V. – L’application des dispositions organiques aux initiatives parlementaires

1. – La loi organique relative aux lois de finances

Les amendements, quel que soit le texte auquel ils s’appliquent, doivent être conformes aux dispositions de la loi organique, en application du dernier alinéa de son article 47. Cette disposition a notamment pour effet de :

– préserver la spécificité des lois de finances en prévenant toute insertion, au sein de celles-ci, de dispositions étrangères à leur domaine ; ces dispositions, qualifiées de « cavaliers budgétaires », ne peuvent figurer en loi de finances. Sur ce fondement, ont par exemple été déclarés irrecevables des amendements relatifs aux relations entre une banque et ses clients ou modifiant une incrimination pénale ;

– protéger le domaine exclusif des lois de finances ; une loi « ordinaire » ne peut comporter aucune des dispositions que la LOLF réserve au domaine exclusif des lois de finances (par exemple, affectation au profit d’une autre personne morale d’une recette établie au profit de l’État).

La LOLF réaffirme la bipartition des lois de finances : toutes les dispositions ayant un impact sur l’équilibre général doivent figurer en première partie (relative aux recettes et à l'équilibre). Les dispositions ayant un effet sur un exercice ultérieur à celui auquel se rapporte le projet de loi de finances considéré ou concernant les taxes affectées non plafonnées ou la fiscalité locale figurent quant à elles en seconde partie (relative principalement aux dépenses). En conséquence, sous peine d’irrecevabilité, les amendements doivent être déposés sur la partie idoine.

2. – Les dispositions organiques relatives aux lois de financement de la sécurité sociale

Interdisant les « cavaliers sociaux », c’est-à-dire toutes les dispositions étrangères au domaine des lois de financement de la sécurité sociale, l’article L.O. 111-3 du code de la sécurité sociale, tel que résultant de la loi organique du 2 août 2005 (LOLFSS), prévoit également la protection du domaine de ces lois spécifiques, notamment de leur domaine exclusif (par exemple, l’affectation à un tiers d’une recette exclusive des régimes sociaux).

Depuis 1971 et à intervalles irréguliers, plusieurs présidents de la commission des finances ont publié un rapport d’information présentant les conditions dans lesquelles ils ont mis en œuvre le contrôle de la recevabilité financière des initiatives parlementaires. Le dernier rapport en date est celui de M. Gilles Carrez (XIVe législature, n° 4546).

(Éléments recensés dans un jeu de données)
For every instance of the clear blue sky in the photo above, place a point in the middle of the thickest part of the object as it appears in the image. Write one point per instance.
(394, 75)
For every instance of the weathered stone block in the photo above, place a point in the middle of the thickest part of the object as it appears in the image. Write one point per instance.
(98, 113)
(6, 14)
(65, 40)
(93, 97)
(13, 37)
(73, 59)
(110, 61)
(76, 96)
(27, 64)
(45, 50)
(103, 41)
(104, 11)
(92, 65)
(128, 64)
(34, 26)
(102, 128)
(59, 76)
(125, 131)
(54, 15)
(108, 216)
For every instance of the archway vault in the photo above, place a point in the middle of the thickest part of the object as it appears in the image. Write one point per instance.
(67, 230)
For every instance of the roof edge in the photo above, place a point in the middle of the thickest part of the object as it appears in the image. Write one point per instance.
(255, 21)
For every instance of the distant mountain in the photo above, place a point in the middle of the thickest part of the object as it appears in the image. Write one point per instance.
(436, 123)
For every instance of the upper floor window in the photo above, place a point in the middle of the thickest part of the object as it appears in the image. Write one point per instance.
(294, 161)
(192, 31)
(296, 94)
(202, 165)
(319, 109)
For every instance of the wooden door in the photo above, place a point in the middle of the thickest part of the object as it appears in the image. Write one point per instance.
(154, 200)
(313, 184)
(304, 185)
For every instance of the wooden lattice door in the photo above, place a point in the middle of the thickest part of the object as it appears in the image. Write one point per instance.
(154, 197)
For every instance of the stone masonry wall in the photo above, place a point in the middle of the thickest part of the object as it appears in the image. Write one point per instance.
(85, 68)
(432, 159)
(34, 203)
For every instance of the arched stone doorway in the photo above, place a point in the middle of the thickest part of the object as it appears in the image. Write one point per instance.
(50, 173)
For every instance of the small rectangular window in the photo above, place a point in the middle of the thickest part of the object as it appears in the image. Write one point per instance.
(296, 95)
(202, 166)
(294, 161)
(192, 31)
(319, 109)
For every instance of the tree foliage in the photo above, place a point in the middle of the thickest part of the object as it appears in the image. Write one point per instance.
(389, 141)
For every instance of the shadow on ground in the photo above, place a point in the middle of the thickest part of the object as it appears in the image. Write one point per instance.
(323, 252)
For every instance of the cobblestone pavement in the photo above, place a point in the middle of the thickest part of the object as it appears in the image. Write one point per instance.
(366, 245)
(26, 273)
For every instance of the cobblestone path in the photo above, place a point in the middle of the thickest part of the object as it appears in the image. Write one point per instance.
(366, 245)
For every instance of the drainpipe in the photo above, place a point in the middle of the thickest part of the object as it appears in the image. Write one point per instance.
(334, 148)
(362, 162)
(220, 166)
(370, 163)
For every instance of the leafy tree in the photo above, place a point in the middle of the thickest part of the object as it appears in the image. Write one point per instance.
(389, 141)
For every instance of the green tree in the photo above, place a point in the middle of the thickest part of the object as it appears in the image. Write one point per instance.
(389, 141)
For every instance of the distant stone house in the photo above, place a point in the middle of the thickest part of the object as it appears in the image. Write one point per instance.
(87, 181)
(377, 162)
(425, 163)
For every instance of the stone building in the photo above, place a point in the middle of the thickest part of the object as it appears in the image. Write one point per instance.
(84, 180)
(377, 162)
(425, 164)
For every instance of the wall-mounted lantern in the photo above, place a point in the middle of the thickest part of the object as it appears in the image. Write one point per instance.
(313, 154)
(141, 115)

• But de l'exercice
Reproduisez tel quel le passage de l'extrait sur les lois de finances qui s'ouvre sur les mots « Depuis 1971 et » et s'achève sur « législature, n° 4546). ».

• Résultat ci-dessous
Depuis 1971 et à intervalles irréguliers, plusieurs présidents de la commission des finances ont publié un rapport d’information présentant les conditions dans lesquelles ils ont mis en œuvre le contrôle de la recevabilité financière des initiatives parlementaires. Le dernier rapport en date est celui de M. Gilles Carrez (XIVe législature, n° 4546).